JOB ->
Return every line of the material below that contains the string "green", matching case exactly.

RECORD LIST ->
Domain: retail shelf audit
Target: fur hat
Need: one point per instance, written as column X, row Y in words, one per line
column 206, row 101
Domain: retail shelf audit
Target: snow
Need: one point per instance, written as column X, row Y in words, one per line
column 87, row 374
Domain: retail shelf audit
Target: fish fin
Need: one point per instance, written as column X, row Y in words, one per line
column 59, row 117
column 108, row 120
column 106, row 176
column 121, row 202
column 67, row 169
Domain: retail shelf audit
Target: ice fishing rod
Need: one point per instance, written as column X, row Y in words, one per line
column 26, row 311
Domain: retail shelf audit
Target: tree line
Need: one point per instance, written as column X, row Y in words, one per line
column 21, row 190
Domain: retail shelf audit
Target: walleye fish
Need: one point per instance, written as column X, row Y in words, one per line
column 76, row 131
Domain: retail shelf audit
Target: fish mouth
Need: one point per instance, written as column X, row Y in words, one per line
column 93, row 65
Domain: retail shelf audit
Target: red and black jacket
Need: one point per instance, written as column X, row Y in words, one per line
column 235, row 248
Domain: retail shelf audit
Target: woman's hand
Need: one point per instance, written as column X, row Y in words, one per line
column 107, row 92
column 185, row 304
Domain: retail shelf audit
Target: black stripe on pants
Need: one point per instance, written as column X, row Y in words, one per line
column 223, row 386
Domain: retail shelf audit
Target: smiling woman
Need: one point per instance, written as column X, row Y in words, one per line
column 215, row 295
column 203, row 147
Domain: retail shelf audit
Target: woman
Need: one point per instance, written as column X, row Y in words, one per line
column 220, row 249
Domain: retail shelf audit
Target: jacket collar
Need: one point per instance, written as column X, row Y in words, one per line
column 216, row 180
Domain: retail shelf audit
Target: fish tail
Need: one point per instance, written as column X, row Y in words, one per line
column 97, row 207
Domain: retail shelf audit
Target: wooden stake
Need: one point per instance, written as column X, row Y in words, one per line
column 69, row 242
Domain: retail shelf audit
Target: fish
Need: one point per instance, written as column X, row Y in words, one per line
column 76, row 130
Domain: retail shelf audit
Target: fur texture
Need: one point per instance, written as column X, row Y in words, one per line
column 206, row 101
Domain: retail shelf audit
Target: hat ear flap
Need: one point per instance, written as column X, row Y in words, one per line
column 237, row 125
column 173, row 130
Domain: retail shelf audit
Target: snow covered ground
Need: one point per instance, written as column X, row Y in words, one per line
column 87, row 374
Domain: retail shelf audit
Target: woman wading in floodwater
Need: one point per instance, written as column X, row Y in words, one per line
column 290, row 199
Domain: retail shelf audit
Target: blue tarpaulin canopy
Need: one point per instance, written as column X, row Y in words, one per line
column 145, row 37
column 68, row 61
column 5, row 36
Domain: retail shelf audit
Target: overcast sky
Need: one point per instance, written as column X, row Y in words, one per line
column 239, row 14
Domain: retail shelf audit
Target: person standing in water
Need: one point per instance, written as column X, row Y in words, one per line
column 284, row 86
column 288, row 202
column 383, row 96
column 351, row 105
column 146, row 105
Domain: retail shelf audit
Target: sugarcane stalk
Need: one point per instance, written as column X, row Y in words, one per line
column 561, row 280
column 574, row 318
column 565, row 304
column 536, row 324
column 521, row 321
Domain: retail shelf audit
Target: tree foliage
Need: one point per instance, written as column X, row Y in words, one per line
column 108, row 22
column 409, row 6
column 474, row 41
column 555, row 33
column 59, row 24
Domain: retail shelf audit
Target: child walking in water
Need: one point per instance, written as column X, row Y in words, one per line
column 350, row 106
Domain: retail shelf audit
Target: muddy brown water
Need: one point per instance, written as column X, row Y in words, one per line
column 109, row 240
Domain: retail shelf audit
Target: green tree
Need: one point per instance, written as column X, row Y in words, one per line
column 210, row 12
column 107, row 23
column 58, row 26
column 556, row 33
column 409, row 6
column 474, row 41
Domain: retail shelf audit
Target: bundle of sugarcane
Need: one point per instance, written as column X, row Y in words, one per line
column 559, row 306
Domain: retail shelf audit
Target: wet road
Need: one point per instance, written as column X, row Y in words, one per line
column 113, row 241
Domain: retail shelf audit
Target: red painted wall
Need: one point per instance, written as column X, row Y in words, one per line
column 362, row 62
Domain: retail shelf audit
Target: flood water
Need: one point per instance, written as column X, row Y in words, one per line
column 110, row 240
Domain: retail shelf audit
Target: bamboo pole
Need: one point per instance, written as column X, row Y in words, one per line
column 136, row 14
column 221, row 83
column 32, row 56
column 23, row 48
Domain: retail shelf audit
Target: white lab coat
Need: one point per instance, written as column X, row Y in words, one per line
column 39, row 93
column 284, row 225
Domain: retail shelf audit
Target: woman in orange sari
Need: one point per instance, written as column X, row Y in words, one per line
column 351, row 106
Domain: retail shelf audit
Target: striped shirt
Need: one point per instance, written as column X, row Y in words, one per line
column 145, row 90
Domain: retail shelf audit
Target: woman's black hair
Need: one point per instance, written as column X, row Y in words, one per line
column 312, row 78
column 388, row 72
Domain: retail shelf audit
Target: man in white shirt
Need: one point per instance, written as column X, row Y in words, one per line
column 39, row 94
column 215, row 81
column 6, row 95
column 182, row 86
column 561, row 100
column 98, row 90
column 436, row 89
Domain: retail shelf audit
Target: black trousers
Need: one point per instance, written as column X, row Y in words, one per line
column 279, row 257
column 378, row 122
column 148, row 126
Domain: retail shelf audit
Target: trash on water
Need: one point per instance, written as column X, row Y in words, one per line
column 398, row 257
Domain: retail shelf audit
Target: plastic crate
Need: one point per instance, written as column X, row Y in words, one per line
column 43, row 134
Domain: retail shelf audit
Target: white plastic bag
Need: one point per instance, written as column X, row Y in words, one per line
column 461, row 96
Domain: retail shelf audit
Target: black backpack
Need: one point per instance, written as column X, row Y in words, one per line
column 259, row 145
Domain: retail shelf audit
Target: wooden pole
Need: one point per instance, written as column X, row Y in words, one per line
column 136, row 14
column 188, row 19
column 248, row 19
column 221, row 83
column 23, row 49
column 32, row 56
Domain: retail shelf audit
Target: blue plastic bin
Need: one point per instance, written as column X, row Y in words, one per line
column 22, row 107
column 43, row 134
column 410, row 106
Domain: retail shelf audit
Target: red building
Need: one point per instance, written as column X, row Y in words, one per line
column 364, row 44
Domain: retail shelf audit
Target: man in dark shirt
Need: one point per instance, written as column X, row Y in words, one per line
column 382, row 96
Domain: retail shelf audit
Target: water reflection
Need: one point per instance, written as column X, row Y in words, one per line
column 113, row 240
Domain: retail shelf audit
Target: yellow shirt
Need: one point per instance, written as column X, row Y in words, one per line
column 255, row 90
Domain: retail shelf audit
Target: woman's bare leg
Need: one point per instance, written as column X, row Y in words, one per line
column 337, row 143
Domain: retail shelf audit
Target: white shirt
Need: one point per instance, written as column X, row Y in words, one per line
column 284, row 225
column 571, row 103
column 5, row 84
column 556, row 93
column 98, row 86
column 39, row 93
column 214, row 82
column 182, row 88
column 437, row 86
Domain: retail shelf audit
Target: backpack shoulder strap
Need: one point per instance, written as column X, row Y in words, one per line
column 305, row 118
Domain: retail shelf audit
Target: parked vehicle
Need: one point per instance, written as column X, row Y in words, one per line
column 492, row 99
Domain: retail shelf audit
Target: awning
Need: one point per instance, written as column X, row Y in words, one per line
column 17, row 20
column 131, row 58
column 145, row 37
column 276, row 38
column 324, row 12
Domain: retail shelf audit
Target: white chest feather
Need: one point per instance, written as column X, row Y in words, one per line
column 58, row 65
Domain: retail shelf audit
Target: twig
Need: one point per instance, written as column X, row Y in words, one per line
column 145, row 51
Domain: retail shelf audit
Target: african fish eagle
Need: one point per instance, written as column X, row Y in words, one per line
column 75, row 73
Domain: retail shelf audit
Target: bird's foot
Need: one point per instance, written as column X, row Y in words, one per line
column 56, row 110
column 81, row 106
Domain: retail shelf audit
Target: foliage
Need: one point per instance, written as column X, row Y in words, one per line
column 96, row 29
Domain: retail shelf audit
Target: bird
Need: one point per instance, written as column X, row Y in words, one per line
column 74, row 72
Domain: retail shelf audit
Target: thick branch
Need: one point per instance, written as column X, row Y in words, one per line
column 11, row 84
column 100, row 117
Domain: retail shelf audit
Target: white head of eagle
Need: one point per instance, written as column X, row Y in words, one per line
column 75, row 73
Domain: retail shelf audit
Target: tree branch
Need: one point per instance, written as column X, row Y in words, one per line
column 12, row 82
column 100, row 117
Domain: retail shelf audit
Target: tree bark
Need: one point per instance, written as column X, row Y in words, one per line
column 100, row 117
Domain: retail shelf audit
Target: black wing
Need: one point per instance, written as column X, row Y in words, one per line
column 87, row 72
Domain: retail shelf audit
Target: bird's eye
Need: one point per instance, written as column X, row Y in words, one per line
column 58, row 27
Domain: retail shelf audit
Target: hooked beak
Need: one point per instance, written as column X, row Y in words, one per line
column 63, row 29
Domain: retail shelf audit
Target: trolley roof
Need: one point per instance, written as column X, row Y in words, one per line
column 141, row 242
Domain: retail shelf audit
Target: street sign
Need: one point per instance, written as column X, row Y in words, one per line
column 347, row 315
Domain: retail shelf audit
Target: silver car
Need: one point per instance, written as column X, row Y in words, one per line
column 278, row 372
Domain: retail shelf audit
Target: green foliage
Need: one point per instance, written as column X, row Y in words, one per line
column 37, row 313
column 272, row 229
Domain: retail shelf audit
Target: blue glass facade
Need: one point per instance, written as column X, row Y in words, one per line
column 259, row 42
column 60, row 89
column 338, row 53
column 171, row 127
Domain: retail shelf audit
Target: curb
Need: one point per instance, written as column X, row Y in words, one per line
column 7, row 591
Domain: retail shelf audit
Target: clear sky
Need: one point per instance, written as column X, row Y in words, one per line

OUTPUT FOR THIS TASK ->
Target: green tree
Target: green foliage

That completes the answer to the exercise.